*WORK INSTRUCTIONS*:
Can you quote the records below in full, word for word?

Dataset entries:

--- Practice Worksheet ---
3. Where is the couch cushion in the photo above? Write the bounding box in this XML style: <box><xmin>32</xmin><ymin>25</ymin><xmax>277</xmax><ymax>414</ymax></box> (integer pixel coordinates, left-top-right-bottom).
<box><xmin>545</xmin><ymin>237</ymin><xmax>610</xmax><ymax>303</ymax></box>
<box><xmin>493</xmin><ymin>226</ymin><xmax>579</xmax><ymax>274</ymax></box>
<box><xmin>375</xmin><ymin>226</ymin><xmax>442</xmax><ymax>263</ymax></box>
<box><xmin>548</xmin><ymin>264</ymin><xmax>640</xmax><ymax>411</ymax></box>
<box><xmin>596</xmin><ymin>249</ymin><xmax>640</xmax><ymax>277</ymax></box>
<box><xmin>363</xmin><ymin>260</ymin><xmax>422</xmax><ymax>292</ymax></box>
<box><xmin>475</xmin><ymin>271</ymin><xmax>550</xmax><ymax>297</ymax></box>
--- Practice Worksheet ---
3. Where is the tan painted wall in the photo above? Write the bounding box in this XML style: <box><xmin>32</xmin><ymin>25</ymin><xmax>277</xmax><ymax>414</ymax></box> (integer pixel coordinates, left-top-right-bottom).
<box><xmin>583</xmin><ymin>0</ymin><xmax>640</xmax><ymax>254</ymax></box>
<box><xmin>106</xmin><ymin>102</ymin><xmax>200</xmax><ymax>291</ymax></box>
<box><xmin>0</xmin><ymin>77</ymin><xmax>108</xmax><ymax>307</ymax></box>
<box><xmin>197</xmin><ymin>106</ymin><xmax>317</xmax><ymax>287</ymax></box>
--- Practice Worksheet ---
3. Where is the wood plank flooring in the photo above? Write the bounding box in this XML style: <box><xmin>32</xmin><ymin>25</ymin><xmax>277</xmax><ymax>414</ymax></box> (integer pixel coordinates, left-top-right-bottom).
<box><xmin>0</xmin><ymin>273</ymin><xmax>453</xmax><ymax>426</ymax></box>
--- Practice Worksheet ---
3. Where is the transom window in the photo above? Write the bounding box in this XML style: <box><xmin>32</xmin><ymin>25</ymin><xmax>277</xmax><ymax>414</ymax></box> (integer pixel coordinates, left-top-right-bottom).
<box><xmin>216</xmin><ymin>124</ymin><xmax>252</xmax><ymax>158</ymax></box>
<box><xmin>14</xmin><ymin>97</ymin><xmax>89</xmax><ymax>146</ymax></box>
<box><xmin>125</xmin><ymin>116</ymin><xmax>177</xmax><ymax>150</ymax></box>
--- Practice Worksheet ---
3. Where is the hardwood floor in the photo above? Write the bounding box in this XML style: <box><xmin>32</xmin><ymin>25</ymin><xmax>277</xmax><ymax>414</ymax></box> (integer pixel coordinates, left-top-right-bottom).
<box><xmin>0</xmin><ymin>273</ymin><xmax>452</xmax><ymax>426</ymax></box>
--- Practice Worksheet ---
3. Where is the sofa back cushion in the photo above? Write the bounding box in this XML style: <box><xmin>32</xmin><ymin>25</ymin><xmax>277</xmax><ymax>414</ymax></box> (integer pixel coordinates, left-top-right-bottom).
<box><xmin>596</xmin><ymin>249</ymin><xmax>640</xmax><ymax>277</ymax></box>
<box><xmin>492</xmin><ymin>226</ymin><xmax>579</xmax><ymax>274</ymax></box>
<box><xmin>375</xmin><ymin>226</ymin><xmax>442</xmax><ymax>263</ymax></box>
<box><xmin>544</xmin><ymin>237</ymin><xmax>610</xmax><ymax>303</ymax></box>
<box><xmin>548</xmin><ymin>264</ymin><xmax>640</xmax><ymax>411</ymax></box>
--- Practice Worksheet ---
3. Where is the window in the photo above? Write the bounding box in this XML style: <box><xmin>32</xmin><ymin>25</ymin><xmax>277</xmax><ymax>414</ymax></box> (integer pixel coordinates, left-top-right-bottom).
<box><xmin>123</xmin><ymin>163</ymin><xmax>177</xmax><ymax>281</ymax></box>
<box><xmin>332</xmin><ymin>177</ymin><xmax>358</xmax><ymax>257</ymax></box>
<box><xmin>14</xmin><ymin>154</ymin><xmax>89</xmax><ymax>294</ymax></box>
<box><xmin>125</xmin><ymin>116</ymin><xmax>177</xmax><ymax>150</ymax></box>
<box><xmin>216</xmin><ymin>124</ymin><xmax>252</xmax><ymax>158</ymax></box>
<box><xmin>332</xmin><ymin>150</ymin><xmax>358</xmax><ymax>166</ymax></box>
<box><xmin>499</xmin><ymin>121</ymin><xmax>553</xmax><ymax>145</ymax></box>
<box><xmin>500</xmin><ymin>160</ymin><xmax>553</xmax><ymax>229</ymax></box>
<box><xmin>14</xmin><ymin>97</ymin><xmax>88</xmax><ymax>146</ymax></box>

*SOLVED PROBLEM*:
--- Practice Worksheet ---
3. Where is the couch cushion in the photo above? Write the bounding box in this XML style: <box><xmin>32</xmin><ymin>25</ymin><xmax>277</xmax><ymax>414</ymax></box> (integer pixel coordinates, left-top-right-bottom).
<box><xmin>545</xmin><ymin>237</ymin><xmax>610</xmax><ymax>303</ymax></box>
<box><xmin>493</xmin><ymin>226</ymin><xmax>579</xmax><ymax>274</ymax></box>
<box><xmin>375</xmin><ymin>226</ymin><xmax>442</xmax><ymax>263</ymax></box>
<box><xmin>548</xmin><ymin>264</ymin><xmax>640</xmax><ymax>411</ymax></box>
<box><xmin>596</xmin><ymin>249</ymin><xmax>640</xmax><ymax>277</ymax></box>
<box><xmin>363</xmin><ymin>260</ymin><xmax>422</xmax><ymax>292</ymax></box>
<box><xmin>475</xmin><ymin>271</ymin><xmax>550</xmax><ymax>297</ymax></box>
--- Practice Worksheet ---
3. Where is the tan painted wall in the photo above? Write the bounding box in this XML style: <box><xmin>32</xmin><ymin>25</ymin><xmax>277</xmax><ymax>414</ymax></box> (integer pixel coordinates, left-top-right-bottom).
<box><xmin>583</xmin><ymin>0</ymin><xmax>640</xmax><ymax>254</ymax></box>
<box><xmin>106</xmin><ymin>102</ymin><xmax>200</xmax><ymax>291</ymax></box>
<box><xmin>0</xmin><ymin>77</ymin><xmax>108</xmax><ymax>307</ymax></box>
<box><xmin>197</xmin><ymin>106</ymin><xmax>317</xmax><ymax>287</ymax></box>
--- Practice Worksheet ---
3. Where is the wood plank flooring in the photo above? Write the bounding box in this XML style: <box><xmin>32</xmin><ymin>25</ymin><xmax>277</xmax><ymax>414</ymax></box> (integer pixel coordinates, left-top-right-bottom).
<box><xmin>0</xmin><ymin>273</ymin><xmax>453</xmax><ymax>426</ymax></box>
--- Practice Worksheet ---
3. Where is the transom window in the photo above? Write the bounding box in this XML style: <box><xmin>32</xmin><ymin>25</ymin><xmax>277</xmax><ymax>414</ymax></box> (integer pixel coordinates, left-top-right-bottom).
<box><xmin>216</xmin><ymin>124</ymin><xmax>252</xmax><ymax>158</ymax></box>
<box><xmin>14</xmin><ymin>97</ymin><xmax>89</xmax><ymax>146</ymax></box>
<box><xmin>125</xmin><ymin>116</ymin><xmax>177</xmax><ymax>150</ymax></box>
--- Practice Worksheet ---
3. Where is the hardwood floor in the photo above? Write the bounding box in this XML style: <box><xmin>32</xmin><ymin>25</ymin><xmax>277</xmax><ymax>414</ymax></box> (integer pixel coordinates, left-top-right-bottom).
<box><xmin>0</xmin><ymin>273</ymin><xmax>452</xmax><ymax>426</ymax></box>
--- Practice Worksheet ---
3. Where is the sofa back cushion in the photo above? Write the bounding box in this XML style: <box><xmin>32</xmin><ymin>25</ymin><xmax>277</xmax><ymax>414</ymax></box> (integer pixel coordinates, left-top-right-bottom).
<box><xmin>596</xmin><ymin>249</ymin><xmax>640</xmax><ymax>277</ymax></box>
<box><xmin>492</xmin><ymin>226</ymin><xmax>579</xmax><ymax>274</ymax></box>
<box><xmin>375</xmin><ymin>226</ymin><xmax>442</xmax><ymax>263</ymax></box>
<box><xmin>544</xmin><ymin>237</ymin><xmax>610</xmax><ymax>303</ymax></box>
<box><xmin>548</xmin><ymin>264</ymin><xmax>640</xmax><ymax>411</ymax></box>
--- Practice Worksheet ---
3. Where is the window in the photo above? Write the bounding box in this XML style: <box><xmin>32</xmin><ymin>25</ymin><xmax>277</xmax><ymax>414</ymax></box> (integer pixel coordinates, left-top-right-bottom).
<box><xmin>123</xmin><ymin>163</ymin><xmax>177</xmax><ymax>281</ymax></box>
<box><xmin>332</xmin><ymin>177</ymin><xmax>358</xmax><ymax>257</ymax></box>
<box><xmin>14</xmin><ymin>154</ymin><xmax>89</xmax><ymax>294</ymax></box>
<box><xmin>125</xmin><ymin>116</ymin><xmax>177</xmax><ymax>150</ymax></box>
<box><xmin>216</xmin><ymin>124</ymin><xmax>252</xmax><ymax>158</ymax></box>
<box><xmin>332</xmin><ymin>150</ymin><xmax>358</xmax><ymax>166</ymax></box>
<box><xmin>499</xmin><ymin>121</ymin><xmax>553</xmax><ymax>145</ymax></box>
<box><xmin>500</xmin><ymin>160</ymin><xmax>553</xmax><ymax>229</ymax></box>
<box><xmin>14</xmin><ymin>97</ymin><xmax>88</xmax><ymax>146</ymax></box>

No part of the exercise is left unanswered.